→ **Extracted text**:
########
3D Tetris on a 3x3x12 LED Matrix

Welcome to the 3D Tetris project! This Instructable documents the creation of a 3x3x12 LED matrix that enables users to play a fully functional 3D Tetris game. The project leverages an ESP32-based development board (ESPduino) with integrated web server functionality for remote control. You can also find the project on GitHub.

Project Overview

This project was developed as part of the "Applied Microcontroller Technology" module and integrates hardware assembly, software programming, and web-based GUI design. Inspired by the game available at 3DTetris.de, the system enables interactive gameplay through a wireless web interface.

Key features include:

1. A custom-built 3x3x12 RGB LED matrix.
2. ESP32 microcontroller for controlling LEDs and hosting a local web server.
3. A responsive web interface for gameplay and real-time interactions.
4. Open-source software written in C, HTML, CSS, and JavaScript.

Features

Hardware

1. ESPduino Controller: Combines the ESP32 Wi-Fi chip with Arduino-compatible GPIO layout.
########
→ **Record set**:
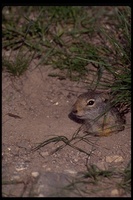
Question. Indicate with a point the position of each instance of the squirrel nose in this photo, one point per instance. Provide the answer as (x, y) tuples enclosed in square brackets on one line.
[(74, 111)]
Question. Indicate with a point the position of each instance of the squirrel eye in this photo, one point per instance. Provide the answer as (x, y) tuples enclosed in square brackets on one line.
[(91, 102)]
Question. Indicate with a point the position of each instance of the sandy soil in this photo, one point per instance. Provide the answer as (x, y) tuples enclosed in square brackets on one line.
[(43, 104)]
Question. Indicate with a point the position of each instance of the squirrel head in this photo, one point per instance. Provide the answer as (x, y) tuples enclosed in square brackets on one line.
[(90, 104)]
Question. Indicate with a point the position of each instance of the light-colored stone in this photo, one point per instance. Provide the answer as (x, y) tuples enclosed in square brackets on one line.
[(35, 174), (114, 158), (115, 192)]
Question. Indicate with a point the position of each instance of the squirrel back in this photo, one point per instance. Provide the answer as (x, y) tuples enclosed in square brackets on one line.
[(99, 117)]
########
→ **Set tasks**:
**1.** Quote the entries word for word, everything from their start down to the line containing "[(91, 102)]", with both of those lines included and any pictures left out.
**2.** Write what comes next in the 3D Tetris project page, starting after its last line.
The entries and the 3D Tetris project page come from unrelated sources.

→ **Task-by-task answers**:
**1.**
Question. Indicate with a point the position of each instance of the squirrel nose in this photo, one point per instance. Provide the answer as (x, y) tuples enclosed in square brackets on one line.
[(74, 111)]
Question. Indicate with a point the position of each instance of the squirrel eye in this photo, one point per instance. Provide the answer as (x, y) tuples enclosed in square brackets on one line.
[(91, 102)]

**2.**
2. 3x3x12 LED Matrix: Comprised of 108 individually addressable PL9823 RGB LEDs.
3. Custom Housing: 3D-printed for modularity and ease of assembly.
4. Power Supply: Powered via USB-C with an integrated on/off switch.#

Software

1. LED Control: Powered by the FastLED library for efficient matrix management.
2. Game Logic: Implements Tetris gameplay mechanics including rotation, collision detection, and line clearing.
3. Web Interface: HTML/CSS-based GUI hosted via an onboard web server, with multi-language support.

Gameplay

1. Control Tetrominoes (Tetris blocks) through the GUI.
2. Real-time rendering of blocks on the LED matrix.
3. Score tracking and high-score leaderboard.
4. Adjustable levels and difficulty scaling.
5. High-score table to save and display the top 10 scores.
6. Difficulty selection for custom gameplay experiences.

How It Works

LED Matrix

1. Construction: LEDs are arranged in a 3x3x12 format, connected using PL9823-compatible drivers.
2. Control: Each LED is addressed individually using a mapped index for 3D coordinates.

Web Interface

1. Languages Supported: English, German, French, Spanish, Italian.
2. Functions:
3. Rotate blocks around X, Y, Z axes.
4. Shift blocks along the XY-plane.
5. Drop blocks into place.
6. Additional Features:
7. Live preview of the next Tetromino.
8. Display of current score and level.
9. High-Score Table: Saves and displays the top 10 scores along with player names. Extra entries are shown but not stored persistently.
10. Difficulty Selection: Choose between multiple difficulty levels to adjust the gameplay experience.

Components:

1. ESPduino (ESP32-based)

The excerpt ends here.